# GIVEN PASSAGE
The Alaska Dispatch News/ADN.com – once the state’s dominant news source – might be bankrupt and gone, but the story of the rise and fall of millionaire news baroness Alice Rogoff appears far from over.

A federal Bankruptcy Court judge last week ordered a probe deep into the finances of the defunct news operation that brought Rogoff enough prestige to lure former President Barack Obama to her home for dinner during his 2015 global warming tour of Alaska.

Powerful connections do not appear to have been enough to keep the bankruptcy court at bay. Chief Judge Frederick P. Corbit for the Eastern District of Washington state on Dec. 22 signed off on a request from court trustee Nacole Jipping for what is called a “Rule 2004 Examination.”

Both attorney Cabot Christianson, a good friend of Rogoff’s hired to represent the interests of the Dispatch News LLC or the Alaska Publishing LLC or both, and a personal attorney hired to represent Rogoff opposed the request to no avail.

In his motion, Corbit noted their arguments had been heard and then ordered the Dispatch News to produce a three-page list of documents (see below), including in-house ADN emails, bank statements and “all invoices from Birch Horton Bittner & Cherot to Alaska Dispatch, including time records, from 5/14/14 to present.”

Attorney Bill Bittner, another old friend of Rogoff’s, is a principal in the Birch Horton law firm. He has been intimately involved in Rogoff’s Alaska business dealings almost since her arrival in the state. He was the attorney negotiating a buyout of the Dispatch News interest of Tony Hopfinger before the deal high-centered over concerns that Northrim Bank, Rogoff’s biggest creditor, might object to a failing newspaper engaging in a $1 million settlement with the co-founder of the online news website AlaskaDispatch.com.

The negotiations ended with a now infamous contract Rogoff drew up on a bar napkin and then signed. The napkin is at the heart of a bitter lawsuit. Rogoff, a multimillionaire, wrote out a personal pledge to pay Hopfinger $100,000 per year for 10 years as compensation for his efforts in building Dispatch into a visible presence on the Alaska news scene and subsequently helping Rogoff achieve her dream of buying the old Anchorage Daily News/ADN.com from The McClatchy Company of California for a staggering $33 million.

Northrim went $13 million deep into that purchase. The bank, along with Birch Horton, now finds itself entangled in the ongoing bankruptcy investigation.

Who bought what

Asked about the Northrim loan at a Sept. 7 hearing in Anchorage, Rogoff said, “none of that money was used for operation of the newspaper. And, in fact, the $13 million was reduced with pay downs from me personally to what is today $10 million. I viewed that simply as an acquisition loan. Had nothing to do with operations. There was no working capital operation.”

# RECORDS PROVIDED
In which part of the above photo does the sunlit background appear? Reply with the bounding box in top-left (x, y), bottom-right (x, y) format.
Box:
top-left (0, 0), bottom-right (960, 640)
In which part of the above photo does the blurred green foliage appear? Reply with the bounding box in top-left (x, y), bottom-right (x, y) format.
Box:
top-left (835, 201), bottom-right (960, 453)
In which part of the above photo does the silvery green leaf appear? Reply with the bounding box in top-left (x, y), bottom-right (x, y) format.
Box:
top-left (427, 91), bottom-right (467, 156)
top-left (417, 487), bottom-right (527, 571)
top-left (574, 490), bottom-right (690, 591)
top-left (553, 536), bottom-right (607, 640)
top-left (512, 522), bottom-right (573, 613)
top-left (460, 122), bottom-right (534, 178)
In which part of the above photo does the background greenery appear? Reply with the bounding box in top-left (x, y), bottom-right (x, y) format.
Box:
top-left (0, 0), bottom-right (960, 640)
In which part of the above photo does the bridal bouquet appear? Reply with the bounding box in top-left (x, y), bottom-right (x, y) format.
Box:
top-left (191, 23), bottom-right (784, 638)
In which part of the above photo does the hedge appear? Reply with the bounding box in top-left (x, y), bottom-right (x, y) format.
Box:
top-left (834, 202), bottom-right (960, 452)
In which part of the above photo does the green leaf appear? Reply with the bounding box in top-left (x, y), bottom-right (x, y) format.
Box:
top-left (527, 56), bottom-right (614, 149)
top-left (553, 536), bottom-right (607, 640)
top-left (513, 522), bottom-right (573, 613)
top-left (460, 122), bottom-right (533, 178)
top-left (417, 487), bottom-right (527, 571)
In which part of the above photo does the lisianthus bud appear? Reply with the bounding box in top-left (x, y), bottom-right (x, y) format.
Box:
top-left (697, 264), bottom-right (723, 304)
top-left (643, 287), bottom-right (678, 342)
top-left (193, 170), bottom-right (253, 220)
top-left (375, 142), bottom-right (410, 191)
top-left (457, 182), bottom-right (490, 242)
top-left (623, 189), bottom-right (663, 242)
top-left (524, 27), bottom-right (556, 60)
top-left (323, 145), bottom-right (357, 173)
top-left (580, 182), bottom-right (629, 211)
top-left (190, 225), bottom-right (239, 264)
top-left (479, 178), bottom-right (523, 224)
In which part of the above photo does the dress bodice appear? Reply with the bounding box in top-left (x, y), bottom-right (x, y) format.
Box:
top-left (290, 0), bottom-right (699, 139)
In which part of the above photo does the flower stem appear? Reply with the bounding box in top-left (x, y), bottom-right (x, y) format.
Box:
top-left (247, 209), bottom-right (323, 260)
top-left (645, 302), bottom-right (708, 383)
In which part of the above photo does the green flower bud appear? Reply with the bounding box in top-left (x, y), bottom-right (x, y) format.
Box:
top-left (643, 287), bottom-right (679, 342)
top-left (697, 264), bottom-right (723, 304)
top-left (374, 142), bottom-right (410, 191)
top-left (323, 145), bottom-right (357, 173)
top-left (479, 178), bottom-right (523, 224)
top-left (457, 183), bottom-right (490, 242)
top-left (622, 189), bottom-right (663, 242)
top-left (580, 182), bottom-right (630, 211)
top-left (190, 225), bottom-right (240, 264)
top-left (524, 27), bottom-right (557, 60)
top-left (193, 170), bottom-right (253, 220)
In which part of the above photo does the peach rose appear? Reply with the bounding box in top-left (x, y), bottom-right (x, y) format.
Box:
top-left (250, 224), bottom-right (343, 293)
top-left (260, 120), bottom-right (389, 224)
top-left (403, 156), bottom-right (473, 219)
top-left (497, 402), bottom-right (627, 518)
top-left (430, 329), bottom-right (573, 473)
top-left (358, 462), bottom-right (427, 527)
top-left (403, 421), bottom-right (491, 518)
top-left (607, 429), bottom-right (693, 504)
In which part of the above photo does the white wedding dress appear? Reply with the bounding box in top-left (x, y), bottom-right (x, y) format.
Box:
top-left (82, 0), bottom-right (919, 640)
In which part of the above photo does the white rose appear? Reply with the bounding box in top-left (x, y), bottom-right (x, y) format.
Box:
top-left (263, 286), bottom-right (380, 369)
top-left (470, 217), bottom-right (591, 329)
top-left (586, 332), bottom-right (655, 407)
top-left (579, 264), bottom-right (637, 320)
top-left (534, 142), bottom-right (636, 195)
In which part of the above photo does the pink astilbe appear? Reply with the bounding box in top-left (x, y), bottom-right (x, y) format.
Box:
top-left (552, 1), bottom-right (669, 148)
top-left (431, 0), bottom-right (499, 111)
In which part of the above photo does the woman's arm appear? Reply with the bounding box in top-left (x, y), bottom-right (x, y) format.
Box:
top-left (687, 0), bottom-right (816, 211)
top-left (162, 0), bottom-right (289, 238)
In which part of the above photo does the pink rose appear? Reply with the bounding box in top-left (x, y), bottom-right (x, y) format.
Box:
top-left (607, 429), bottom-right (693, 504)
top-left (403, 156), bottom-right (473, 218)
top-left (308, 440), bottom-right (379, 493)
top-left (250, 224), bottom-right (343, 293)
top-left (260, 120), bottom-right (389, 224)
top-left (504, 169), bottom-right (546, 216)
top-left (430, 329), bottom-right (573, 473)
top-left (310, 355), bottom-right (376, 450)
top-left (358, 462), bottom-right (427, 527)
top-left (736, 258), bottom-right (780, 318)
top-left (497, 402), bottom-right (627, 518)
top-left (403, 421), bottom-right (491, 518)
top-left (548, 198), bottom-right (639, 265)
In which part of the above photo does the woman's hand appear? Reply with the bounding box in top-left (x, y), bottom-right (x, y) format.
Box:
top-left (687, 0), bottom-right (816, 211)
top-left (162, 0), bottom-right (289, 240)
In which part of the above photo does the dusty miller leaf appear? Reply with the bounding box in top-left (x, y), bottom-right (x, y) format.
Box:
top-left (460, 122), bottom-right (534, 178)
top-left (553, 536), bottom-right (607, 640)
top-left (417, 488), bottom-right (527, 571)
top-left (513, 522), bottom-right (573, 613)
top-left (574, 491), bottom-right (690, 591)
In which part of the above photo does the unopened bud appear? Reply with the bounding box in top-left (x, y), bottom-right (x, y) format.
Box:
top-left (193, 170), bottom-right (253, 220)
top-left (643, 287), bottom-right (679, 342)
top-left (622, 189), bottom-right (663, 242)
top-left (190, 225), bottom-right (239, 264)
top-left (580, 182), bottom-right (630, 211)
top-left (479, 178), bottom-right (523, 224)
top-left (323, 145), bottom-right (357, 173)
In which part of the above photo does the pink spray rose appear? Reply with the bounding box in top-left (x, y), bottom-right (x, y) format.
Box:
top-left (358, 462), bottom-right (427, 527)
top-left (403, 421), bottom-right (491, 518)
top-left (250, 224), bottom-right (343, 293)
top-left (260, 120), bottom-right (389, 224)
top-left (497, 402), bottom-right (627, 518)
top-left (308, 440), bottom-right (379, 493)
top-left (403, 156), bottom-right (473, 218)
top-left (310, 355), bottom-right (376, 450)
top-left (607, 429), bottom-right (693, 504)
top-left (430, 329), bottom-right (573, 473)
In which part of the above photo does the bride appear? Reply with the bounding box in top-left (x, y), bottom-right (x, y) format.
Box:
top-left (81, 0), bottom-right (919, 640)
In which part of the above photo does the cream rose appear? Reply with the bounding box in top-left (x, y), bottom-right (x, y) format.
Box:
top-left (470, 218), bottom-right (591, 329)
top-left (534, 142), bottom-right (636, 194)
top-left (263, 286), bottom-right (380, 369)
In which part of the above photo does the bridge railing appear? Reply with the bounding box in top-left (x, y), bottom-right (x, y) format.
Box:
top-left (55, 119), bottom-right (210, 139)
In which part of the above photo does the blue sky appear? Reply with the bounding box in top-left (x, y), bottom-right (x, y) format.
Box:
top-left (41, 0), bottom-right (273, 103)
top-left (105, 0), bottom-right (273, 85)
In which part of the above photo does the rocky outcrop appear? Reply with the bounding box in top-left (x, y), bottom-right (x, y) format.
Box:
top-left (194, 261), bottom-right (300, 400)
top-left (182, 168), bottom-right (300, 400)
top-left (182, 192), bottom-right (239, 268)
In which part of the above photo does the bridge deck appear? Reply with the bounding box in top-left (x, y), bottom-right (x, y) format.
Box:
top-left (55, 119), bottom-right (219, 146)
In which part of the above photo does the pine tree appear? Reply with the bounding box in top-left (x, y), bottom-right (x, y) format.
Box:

# SET OF TASKS
A. From the article on the Alaska Dispatch News bankruptcy, list every person who is named with both a first and a last name.
B. Change the article on the Alaska Dispatch News bankruptcy from "The Alaska Dispatch" to "far from over." by putting "mogul" in place of "baroness".
C. Write what comes next in the article on the Alaska Dispatch News bankruptcy, continuing from its last sentence.

# SOLVED PROBLEMS
A. Alice Rogoff, Barack Obama, Frederick P. Corbit, Nacole Jipping, Cabot Christianson, Bill Bittner, Tony Hopfinger

B.
The Alaska Dispatch News/ADN.com – once the state’s dominant news source – might be bankrupt and gone, but the story of the rise and fall of millionaire news mogul Alice Rogoff appears far from over.

C.
Acquisition loans are usually short-term loans made to a company to purchase another company’s assets. Those assets can sometimes then be used as collateral to arrange new financing to help pay off the acquisition loan over the long-term and provide capital for operations.

In the case of the Dispatch News, however, Rogoff immediately sold off the main asset she bought from the Anchorage Daily News, a massive building on Northway Drive that housed the News’ office and, more importantly, its printing plant.

GCI, an Anchorage cable and telecom company, bought the building for $14.5 million.

Subsequent to that sale, Northrim’s personal loan to Rogoff somehow became a $10 million loan to the Dispatch News, a company then lacking much in the way of assets. The loan has been much discussed in bankrupt hearings, but the details remain sketchy.

The loan, a bankruptcy trustee observed at the September hearing, “says personal agreement. When was this entered into?”

Rogoff said it happened at the time of the Daily News purchase. She then went on to say she, and not the Dispatch News, was the one responsible to the bank for repaying the note.

This exchange followed:

Q: “Ms. Rogoff, you indicated that you personally borrowed about $13 million from Northrim Bank. It was contributed as capital to AK Publishing. Did ADN receive that money directly at all or did it all go through AK Publishing?”

Rogoff: “That’s a good question. As far as I know, it all went through AK Publishing.”

AK Publishing and Alaska Dispatch are tangled together in the bankruptcy court records. Though supposedly separate entities, they appear to have been used by Rogoff as part of one company.

“AK Publishing, I believe, is the holding company that operates Alaska Dispatch through ADN,” Rogoff said at one point in the hearings.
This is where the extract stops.